* Start RECORDS PROVIDED *

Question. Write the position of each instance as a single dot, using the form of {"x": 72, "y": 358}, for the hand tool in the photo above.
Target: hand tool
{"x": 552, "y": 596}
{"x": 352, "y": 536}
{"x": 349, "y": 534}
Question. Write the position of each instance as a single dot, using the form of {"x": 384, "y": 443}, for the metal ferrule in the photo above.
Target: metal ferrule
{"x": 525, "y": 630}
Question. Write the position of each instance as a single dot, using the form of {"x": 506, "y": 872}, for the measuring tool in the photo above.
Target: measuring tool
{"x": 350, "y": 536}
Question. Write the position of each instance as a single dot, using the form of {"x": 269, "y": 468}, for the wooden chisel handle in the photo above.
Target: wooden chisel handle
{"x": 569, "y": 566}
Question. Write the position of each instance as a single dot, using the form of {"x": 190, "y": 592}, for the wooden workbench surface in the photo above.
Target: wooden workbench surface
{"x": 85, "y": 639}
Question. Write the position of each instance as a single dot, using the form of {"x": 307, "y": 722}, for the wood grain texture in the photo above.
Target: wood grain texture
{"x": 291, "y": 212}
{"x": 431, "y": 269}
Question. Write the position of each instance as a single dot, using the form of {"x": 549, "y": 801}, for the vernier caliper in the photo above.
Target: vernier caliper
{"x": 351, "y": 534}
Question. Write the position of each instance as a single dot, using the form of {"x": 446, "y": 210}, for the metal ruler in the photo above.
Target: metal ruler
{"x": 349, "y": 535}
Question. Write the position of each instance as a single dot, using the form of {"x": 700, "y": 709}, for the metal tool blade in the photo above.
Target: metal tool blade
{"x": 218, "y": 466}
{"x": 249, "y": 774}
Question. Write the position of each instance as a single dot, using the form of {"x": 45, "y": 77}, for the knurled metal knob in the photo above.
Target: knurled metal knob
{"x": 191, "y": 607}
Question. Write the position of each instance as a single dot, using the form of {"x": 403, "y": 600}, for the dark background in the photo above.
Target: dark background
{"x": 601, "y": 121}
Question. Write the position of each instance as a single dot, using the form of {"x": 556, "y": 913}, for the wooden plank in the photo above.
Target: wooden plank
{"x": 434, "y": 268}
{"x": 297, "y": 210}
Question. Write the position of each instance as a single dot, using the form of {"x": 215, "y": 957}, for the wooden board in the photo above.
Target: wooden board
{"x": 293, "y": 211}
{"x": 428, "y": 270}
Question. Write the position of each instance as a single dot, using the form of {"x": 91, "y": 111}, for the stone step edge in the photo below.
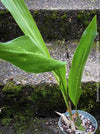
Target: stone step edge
{"x": 68, "y": 24}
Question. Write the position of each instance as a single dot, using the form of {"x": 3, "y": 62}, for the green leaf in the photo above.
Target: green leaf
{"x": 78, "y": 121}
{"x": 81, "y": 128}
{"x": 25, "y": 55}
{"x": 22, "y": 16}
{"x": 79, "y": 60}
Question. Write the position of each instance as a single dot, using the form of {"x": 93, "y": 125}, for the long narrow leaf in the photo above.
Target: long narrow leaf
{"x": 25, "y": 21}
{"x": 22, "y": 53}
{"x": 79, "y": 60}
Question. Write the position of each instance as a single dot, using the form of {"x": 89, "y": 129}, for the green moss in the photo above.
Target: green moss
{"x": 63, "y": 17}
{"x": 6, "y": 121}
{"x": 54, "y": 15}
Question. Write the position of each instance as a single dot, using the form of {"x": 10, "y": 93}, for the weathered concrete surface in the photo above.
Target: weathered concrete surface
{"x": 62, "y": 4}
{"x": 91, "y": 72}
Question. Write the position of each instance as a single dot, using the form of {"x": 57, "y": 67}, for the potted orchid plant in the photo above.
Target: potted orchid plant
{"x": 30, "y": 54}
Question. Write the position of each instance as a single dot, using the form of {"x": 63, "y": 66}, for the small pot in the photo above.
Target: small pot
{"x": 85, "y": 114}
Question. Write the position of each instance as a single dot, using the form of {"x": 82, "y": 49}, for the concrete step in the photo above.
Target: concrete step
{"x": 57, "y": 51}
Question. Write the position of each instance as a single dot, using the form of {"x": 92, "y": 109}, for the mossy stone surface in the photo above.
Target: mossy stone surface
{"x": 53, "y": 24}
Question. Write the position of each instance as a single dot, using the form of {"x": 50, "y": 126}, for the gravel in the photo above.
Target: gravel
{"x": 91, "y": 72}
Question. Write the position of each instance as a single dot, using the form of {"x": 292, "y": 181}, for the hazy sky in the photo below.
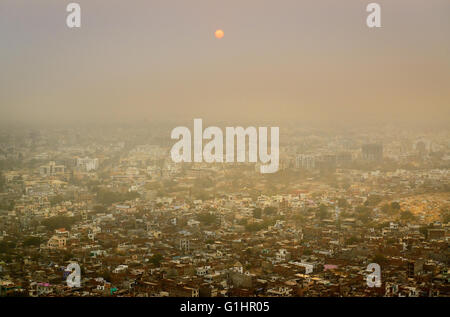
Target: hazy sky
{"x": 279, "y": 60}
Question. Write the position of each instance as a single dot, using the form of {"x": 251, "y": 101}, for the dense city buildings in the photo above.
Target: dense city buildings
{"x": 139, "y": 225}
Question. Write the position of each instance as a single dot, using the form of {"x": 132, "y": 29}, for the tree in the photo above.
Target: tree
{"x": 156, "y": 259}
{"x": 407, "y": 215}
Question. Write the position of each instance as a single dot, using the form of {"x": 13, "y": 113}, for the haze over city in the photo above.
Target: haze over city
{"x": 278, "y": 61}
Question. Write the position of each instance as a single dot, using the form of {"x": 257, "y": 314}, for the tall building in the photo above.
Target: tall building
{"x": 87, "y": 164}
{"x": 372, "y": 152}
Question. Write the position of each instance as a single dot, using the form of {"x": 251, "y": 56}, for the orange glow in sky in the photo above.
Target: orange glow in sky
{"x": 219, "y": 34}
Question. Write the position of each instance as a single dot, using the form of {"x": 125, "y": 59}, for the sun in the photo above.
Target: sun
{"x": 219, "y": 34}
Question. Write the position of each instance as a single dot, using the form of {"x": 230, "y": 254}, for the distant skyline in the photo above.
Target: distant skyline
{"x": 287, "y": 60}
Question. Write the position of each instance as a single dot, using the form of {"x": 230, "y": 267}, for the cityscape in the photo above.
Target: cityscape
{"x": 224, "y": 156}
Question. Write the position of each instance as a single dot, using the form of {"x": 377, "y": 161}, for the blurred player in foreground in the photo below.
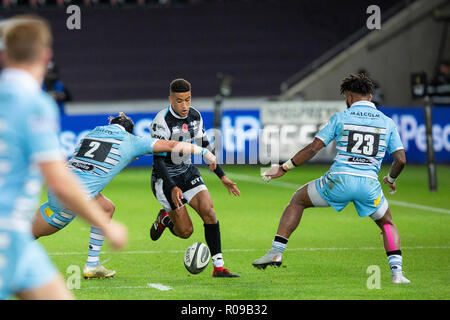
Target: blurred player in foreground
{"x": 363, "y": 135}
{"x": 29, "y": 149}
{"x": 176, "y": 183}
{"x": 99, "y": 157}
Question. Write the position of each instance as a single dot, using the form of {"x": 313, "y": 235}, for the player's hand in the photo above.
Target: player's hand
{"x": 392, "y": 187}
{"x": 210, "y": 159}
{"x": 273, "y": 173}
{"x": 117, "y": 234}
{"x": 231, "y": 186}
{"x": 177, "y": 195}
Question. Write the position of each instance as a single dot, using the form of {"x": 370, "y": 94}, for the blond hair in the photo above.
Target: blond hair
{"x": 25, "y": 37}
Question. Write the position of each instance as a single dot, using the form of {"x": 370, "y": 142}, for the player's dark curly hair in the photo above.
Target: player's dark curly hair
{"x": 124, "y": 121}
{"x": 359, "y": 83}
{"x": 180, "y": 85}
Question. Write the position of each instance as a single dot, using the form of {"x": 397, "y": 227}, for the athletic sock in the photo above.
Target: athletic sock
{"x": 395, "y": 261}
{"x": 167, "y": 222}
{"x": 212, "y": 237}
{"x": 279, "y": 243}
{"x": 95, "y": 245}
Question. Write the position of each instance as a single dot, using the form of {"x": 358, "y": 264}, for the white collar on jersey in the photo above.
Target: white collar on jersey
{"x": 364, "y": 103}
{"x": 21, "y": 77}
{"x": 175, "y": 114}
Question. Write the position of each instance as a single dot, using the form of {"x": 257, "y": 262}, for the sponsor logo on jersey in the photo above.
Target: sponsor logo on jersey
{"x": 48, "y": 212}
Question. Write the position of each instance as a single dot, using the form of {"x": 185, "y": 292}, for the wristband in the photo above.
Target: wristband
{"x": 288, "y": 165}
{"x": 200, "y": 150}
{"x": 390, "y": 179}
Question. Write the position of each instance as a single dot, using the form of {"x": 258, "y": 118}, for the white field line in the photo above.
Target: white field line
{"x": 294, "y": 186}
{"x": 157, "y": 286}
{"x": 244, "y": 250}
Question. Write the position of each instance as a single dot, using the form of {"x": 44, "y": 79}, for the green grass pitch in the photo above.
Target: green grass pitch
{"x": 327, "y": 256}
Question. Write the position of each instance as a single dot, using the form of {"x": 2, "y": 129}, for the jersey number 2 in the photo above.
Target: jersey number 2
{"x": 95, "y": 150}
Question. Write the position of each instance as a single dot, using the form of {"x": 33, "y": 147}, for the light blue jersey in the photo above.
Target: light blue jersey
{"x": 97, "y": 159}
{"x": 363, "y": 135}
{"x": 28, "y": 136}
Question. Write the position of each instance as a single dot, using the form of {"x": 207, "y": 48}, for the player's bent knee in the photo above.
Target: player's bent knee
{"x": 380, "y": 213}
{"x": 186, "y": 233}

* End RECORDS PROVIDED *

§ **TASK OBJECTIVE**:
Give the lines from the one containing "sock in the photo above." through the end of the entries again, exactly as written and with no other lines.

§ **RESULT**:
Question. Write the position of each instance as a single dot, using the form of {"x": 397, "y": 227}, for the athletic sock in the photo above.
Target: athletic sock
{"x": 395, "y": 261}
{"x": 167, "y": 222}
{"x": 212, "y": 237}
{"x": 279, "y": 243}
{"x": 95, "y": 245}
Question. Write the position of each instance as a single dot, using the form of {"x": 358, "y": 264}, for the white collar on jersey in the photo above.
Target: white collar on jersey
{"x": 364, "y": 103}
{"x": 21, "y": 77}
{"x": 175, "y": 114}
Question. Write the position of each instance as a single dot, using the form of {"x": 257, "y": 262}, for the sponsor logo on jersey in the photo above.
Target: sponsor logo on jersey
{"x": 48, "y": 212}
Question. Write the position of each instance as a single dot, using the form of {"x": 185, "y": 292}, for the wristband in the photo above.
Target: wristband
{"x": 288, "y": 165}
{"x": 200, "y": 150}
{"x": 390, "y": 179}
Question. Write the position of each instance as a single dot, using the form of {"x": 258, "y": 118}, for the white field line in the photo above.
Target: white field line
{"x": 294, "y": 186}
{"x": 157, "y": 286}
{"x": 244, "y": 250}
Question. Write the position of each instance as a single dot, using the form of {"x": 44, "y": 79}, for the green grass pitch in the photo above.
Target: green grass pitch
{"x": 327, "y": 256}
Question. Write the position of each instance as a single dot, using the form of {"x": 2, "y": 129}, for the jersey number 2 in the photo above.
Target: jersey number 2
{"x": 95, "y": 150}
Question. Write the position of each instance as a single dot, using the form of {"x": 33, "y": 147}, for the light blue jersey in the photo above.
Target: light blue jersey
{"x": 97, "y": 159}
{"x": 363, "y": 135}
{"x": 28, "y": 136}
Question. Write the position of each instance as a single dot, using the form of {"x": 207, "y": 48}, for the player's bent knee in the photo above.
Target: player's bent knee
{"x": 380, "y": 213}
{"x": 186, "y": 233}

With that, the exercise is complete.